**WHAT NEEDS TO BE DONE:** The entries underneath need to be duplicated exactly, with none omitted.

**MATERIAL FOR THE TASK:**
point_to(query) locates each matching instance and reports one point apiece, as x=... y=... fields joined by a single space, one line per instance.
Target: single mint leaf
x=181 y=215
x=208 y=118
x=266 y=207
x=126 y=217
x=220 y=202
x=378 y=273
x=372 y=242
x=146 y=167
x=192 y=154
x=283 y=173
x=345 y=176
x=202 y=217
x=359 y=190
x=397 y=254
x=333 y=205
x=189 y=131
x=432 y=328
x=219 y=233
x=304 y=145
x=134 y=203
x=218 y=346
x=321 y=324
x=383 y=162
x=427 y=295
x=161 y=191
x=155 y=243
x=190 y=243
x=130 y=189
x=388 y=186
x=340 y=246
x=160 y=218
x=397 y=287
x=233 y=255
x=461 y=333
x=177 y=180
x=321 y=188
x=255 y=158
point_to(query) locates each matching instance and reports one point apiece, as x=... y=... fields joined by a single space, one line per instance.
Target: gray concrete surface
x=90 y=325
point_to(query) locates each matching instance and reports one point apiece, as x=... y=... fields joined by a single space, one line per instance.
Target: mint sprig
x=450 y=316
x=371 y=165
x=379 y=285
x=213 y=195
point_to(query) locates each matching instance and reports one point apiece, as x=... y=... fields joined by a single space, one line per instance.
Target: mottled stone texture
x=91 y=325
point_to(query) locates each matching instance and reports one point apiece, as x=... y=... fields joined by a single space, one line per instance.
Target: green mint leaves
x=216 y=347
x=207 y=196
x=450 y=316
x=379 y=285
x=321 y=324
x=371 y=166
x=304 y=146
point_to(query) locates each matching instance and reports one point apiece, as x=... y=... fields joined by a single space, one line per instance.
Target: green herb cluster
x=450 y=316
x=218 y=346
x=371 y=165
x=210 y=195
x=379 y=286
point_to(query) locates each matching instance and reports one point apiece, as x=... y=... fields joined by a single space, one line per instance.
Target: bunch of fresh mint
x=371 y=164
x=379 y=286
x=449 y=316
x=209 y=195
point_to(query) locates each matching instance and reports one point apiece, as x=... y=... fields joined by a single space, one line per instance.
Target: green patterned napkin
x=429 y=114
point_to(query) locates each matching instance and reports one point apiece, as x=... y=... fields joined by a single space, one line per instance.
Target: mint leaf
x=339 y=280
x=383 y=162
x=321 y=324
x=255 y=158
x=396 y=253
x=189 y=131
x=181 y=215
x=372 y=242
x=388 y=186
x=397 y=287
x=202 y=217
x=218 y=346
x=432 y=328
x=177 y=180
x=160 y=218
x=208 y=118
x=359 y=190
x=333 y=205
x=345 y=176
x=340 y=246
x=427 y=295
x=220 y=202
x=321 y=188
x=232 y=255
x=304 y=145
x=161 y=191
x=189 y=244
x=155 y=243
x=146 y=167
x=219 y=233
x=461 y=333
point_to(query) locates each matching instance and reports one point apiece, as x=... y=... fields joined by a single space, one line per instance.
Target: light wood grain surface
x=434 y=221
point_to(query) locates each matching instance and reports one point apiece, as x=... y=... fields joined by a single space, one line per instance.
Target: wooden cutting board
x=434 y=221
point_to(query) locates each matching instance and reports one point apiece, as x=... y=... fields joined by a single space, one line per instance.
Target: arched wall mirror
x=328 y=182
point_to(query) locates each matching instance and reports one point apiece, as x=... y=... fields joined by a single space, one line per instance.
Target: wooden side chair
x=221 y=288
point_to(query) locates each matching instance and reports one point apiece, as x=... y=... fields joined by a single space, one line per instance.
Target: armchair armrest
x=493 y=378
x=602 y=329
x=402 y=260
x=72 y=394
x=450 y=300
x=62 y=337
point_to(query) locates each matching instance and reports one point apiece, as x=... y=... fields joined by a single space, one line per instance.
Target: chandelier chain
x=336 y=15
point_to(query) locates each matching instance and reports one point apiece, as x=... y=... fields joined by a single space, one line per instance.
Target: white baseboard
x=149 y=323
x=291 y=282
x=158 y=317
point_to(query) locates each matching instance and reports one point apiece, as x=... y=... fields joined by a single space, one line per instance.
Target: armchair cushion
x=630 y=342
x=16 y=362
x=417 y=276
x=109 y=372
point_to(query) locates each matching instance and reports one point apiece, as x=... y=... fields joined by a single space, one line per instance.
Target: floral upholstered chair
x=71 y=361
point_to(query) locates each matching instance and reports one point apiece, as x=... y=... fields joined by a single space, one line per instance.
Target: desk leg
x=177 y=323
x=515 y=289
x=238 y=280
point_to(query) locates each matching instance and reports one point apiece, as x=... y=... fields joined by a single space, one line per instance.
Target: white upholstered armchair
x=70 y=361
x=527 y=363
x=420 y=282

**SOLUTION FOR THIS TASK:**
point_to(query) locates each matching instance and reports one point apiece, as x=... y=... fields joined by a single space, one line per instance.
Target: single mint leaf
x=181 y=215
x=208 y=118
x=266 y=207
x=126 y=217
x=220 y=202
x=378 y=273
x=372 y=242
x=146 y=167
x=192 y=154
x=283 y=173
x=345 y=176
x=202 y=217
x=359 y=190
x=397 y=254
x=333 y=205
x=189 y=131
x=432 y=328
x=219 y=233
x=304 y=145
x=134 y=203
x=218 y=346
x=321 y=324
x=383 y=162
x=427 y=295
x=161 y=191
x=155 y=243
x=190 y=243
x=130 y=189
x=388 y=186
x=340 y=246
x=160 y=218
x=397 y=287
x=233 y=255
x=461 y=333
x=177 y=180
x=321 y=188
x=255 y=158
point_to(query) locates each matching instance and reports one point apiece, as x=... y=... fields joined by a single space, one line per instance.
Target: gray concrete surface
x=90 y=325
point_to(query) locates each matching instance and reports one point apiece, as x=... y=... fields joined by a single space, one line per instance.
Target: mint sprig
x=450 y=316
x=371 y=165
x=379 y=285
x=213 y=195
point_to(query) locates each matching instance and reports one point apiece, as x=... y=... fields joined by a single space, one line per instance.
Target: mottled stone texture
x=91 y=325
point_to(query) locates each matching instance and reports one point apiece, as x=... y=... fields joined by a single space, one line per instance.
Target: green mint leaves
x=216 y=347
x=207 y=196
x=450 y=316
x=379 y=285
x=321 y=324
x=371 y=166
x=304 y=146
point_to(query) locates each matching instance and reports one point apiece, as x=... y=... fields joined by a single space, one line per instance.
Target: green herb cluster
x=450 y=316
x=218 y=346
x=371 y=165
x=210 y=195
x=379 y=286
point_to(query) locates each matching instance and reports one point apiece, as x=... y=... fields joined by a single space, one line per instance.
Target: bunch of fresh mint
x=371 y=164
x=379 y=286
x=449 y=316
x=209 y=195
point_to(query) locates each matching instance and reports one point apiece, as x=... y=... fields joined by a single space, one line per instance.
Target: green patterned napkin
x=429 y=114
point_to(query) locates each matching instance and reports one point apiece, as x=... y=... fields joined by a single space, one line per instance.
Target: mint leaf
x=339 y=280
x=383 y=162
x=321 y=324
x=255 y=158
x=396 y=253
x=189 y=131
x=181 y=215
x=372 y=242
x=388 y=186
x=397 y=287
x=202 y=217
x=218 y=346
x=432 y=328
x=177 y=180
x=160 y=218
x=208 y=118
x=359 y=190
x=333 y=205
x=345 y=176
x=340 y=246
x=427 y=295
x=220 y=202
x=321 y=188
x=232 y=255
x=304 y=145
x=161 y=191
x=189 y=244
x=155 y=243
x=146 y=167
x=219 y=233
x=461 y=333
point_to(query) locates each matching instance and reports one point apiece, as x=... y=... fields joined by a single space, one line per instance.
Target: light wood grain surface
x=434 y=221
point_to(query) locates each matching instance and reports one point apiece, as x=... y=... fields joined by a single space, one line per instance.
Target: wooden cutting board
x=434 y=221
point_to(query) locates each matching instance and reports one point apiece, as x=... y=... fields joined by a single space, one line per instance.
Target: arched wall mirror
x=328 y=182
point_to(query) locates each matching instance and reports one point apiece, as x=... y=... fields joined by a single space, one line per instance.
Target: wooden side chair
x=221 y=288
point_to(query) locates each matching instance and reports one point apiece, as x=... y=... fields joined by a single space, one line per instance.
Target: armchair armrest
x=493 y=378
x=602 y=329
x=402 y=260
x=72 y=394
x=450 y=300
x=62 y=337
point_to(query) locates each matching instance and reports one point apiece, as x=... y=... fields joined by a single space, one line per instance.
Target: chandelier chain
x=336 y=15
point_to(query) locates each matching instance and reports one point apiece, as x=... y=... fields joined by a single space, one line per instance.
Target: white baseboard
x=149 y=323
x=291 y=282
x=158 y=317
point_to(query) locates each matching instance and reports one point apiece, as x=... y=... fields joined by a single space, one line per instance.
Target: armchair cushion
x=630 y=342
x=16 y=362
x=417 y=276
x=109 y=372
point_to(query) locates each matching instance and reports one point apiece, as x=... y=... fields joined by a single space, one line per instance.
Target: floral upholstered chair
x=71 y=361
point_to(query) locates each matching instance and reports one point apiece, as x=... y=... fields joined by a single space, one line per instance.
Target: desk leg
x=177 y=323
x=515 y=289
x=238 y=280
point_to(query) locates each matching instance and reports one point apiece, as x=... y=... fields joined by a single space, one line per instance.
Target: white upholstered armchair
x=70 y=361
x=527 y=363
x=420 y=282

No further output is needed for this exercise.